[Direction A]:
Answer these questions from the text below about the RIRs and routing:
(i) What must be in the RIPE NCC service region along with the need?
(ii) What does the abbreviation RIS stand for?
(iii) Which RFC came out of the dispute between the IAB and some RIR folks?

[Text to read]:
David, On Thursday, 2012-05-24 09:12:38 -0700, David Conrad <drc@virtualized.org> wrote:
On May 23, 2012, at 11:34 PM, Shane Kerr wrote:
On Thursday, 2012-05-24 07:32:02 +0900, Randy Bush <randy@psg.com> wrote:
The need and the route origination must be in the RIPE NCC service region.
ahem! the ncc has repeatedly said over many years that it has nothing to do with routing. I don't think this is true.
Actually, all the RIRs have said this.
I'm pretty sure that the RIPE NCC has said that it can't guarantee route-ability, not that it has nothing to do with routing. Because, frankly, that would be insane considering the whole point of maintaining these databases of who can use which numbers is to allow people to connect computers together on the Internet! Plus the RIPE NCC runs the ROUTING Information Service (RIS), a ROUTING Registry Database (RRD), a ROUTING Public Key Infrastructure (RPKI) effort, attempts ROUTE de-bogonizing, and so on. My understanding is that the RIRs don't want to get involved with peering relationships between LIRs. I assume that the LIRs are also quite happy with the RIRs staying out of their business.
So, you may need to meet certain routing requirements to qualify for resources.
Historically, this was _not_ the case. Long, long ago, there was a bit of a dust up between the IAB and (at least some) RIR folks that resulted in RFC 1814. However, that was long ago and policies might have changed.

[Data in this exercise]:
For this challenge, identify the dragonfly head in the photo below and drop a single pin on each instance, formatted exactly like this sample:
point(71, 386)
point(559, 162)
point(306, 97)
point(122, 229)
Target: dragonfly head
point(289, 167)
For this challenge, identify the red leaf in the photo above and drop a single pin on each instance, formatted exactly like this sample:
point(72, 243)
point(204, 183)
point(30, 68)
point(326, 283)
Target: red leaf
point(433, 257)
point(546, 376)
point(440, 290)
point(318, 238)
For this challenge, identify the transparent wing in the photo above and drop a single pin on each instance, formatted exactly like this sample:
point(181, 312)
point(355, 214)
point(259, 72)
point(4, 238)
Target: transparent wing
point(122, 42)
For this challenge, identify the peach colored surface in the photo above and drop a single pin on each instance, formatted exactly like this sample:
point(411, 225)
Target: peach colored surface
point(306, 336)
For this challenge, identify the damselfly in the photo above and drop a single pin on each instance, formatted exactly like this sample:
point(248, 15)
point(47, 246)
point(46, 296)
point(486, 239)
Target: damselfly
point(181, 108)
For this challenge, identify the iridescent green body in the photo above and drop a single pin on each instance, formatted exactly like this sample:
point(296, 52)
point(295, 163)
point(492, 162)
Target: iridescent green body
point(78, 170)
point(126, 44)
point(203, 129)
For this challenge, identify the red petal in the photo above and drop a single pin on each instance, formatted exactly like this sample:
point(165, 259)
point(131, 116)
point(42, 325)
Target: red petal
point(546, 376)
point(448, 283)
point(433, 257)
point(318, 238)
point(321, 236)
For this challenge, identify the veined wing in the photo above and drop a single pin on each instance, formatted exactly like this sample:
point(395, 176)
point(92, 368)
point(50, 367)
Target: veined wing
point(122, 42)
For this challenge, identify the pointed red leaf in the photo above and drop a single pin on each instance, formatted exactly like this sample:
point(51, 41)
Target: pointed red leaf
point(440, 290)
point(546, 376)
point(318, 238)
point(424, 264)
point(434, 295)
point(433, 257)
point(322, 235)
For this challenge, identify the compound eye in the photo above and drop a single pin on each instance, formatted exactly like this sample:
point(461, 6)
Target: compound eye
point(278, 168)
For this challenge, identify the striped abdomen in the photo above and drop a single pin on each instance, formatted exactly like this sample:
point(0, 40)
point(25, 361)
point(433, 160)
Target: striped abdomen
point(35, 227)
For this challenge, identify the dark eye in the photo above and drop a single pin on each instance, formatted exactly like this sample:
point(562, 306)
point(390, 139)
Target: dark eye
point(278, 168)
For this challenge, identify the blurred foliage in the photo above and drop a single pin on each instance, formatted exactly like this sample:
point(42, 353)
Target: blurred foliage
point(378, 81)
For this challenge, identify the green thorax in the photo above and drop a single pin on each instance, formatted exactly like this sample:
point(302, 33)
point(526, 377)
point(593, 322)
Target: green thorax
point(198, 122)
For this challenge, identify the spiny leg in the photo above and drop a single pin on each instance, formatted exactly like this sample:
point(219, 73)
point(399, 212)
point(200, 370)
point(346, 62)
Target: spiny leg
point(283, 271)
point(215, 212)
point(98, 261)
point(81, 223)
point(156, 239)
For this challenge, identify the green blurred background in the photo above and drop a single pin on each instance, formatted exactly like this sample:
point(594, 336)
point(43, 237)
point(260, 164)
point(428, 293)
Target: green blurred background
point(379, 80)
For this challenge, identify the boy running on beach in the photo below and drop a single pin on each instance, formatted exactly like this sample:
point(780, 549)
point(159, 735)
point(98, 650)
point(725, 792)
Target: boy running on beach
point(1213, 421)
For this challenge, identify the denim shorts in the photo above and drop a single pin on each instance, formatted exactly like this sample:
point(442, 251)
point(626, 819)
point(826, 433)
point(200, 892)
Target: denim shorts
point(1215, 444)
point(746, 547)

[Direction B]:
In the listing, rename "challenge" to "round" and write the lines out again with nothing else changed. Begin at the line that has "For this challenge, identify the blurred" and stop at the end of the listing.

[Exercise response A]:
(i) The route origination.
(ii) Routing Information Service.
(iii) RFC 1814.

[Exercise response B]:
For this round, identify the blurred foliage in the photo above and drop a single pin on each instance, formatted exactly like this sample:
point(42, 353)
Target: blurred foliage
point(378, 81)
For this round, identify the green thorax in the photo above and drop a single pin on each instance, formatted exactly like this sample:
point(302, 33)
point(526, 377)
point(593, 322)
Target: green thorax
point(198, 122)
For this round, identify the spiny leg in the photo above and drop a single pin on each instance, formatted exactly like this sample:
point(219, 73)
point(399, 212)
point(200, 370)
point(346, 62)
Target: spiny leg
point(283, 271)
point(215, 212)
point(98, 261)
point(81, 223)
point(156, 239)
For this round, identify the green blurred background in the photo above and drop a single pin on each instance, formatted exactly like this sample:
point(594, 336)
point(43, 237)
point(260, 164)
point(428, 293)
Target: green blurred background
point(379, 80)
For this round, identify the boy running on beach in the photo below and drop a single pin on each instance, formatted exactly like this sample:
point(780, 549)
point(159, 735)
point(98, 650)
point(725, 792)
Target: boy running on beach
point(1213, 421)
For this round, identify the denim shorts in the photo above and drop a single pin on each instance, formatted exactly like this sample:
point(442, 251)
point(626, 819)
point(826, 433)
point(200, 892)
Target: denim shorts
point(1215, 444)
point(746, 547)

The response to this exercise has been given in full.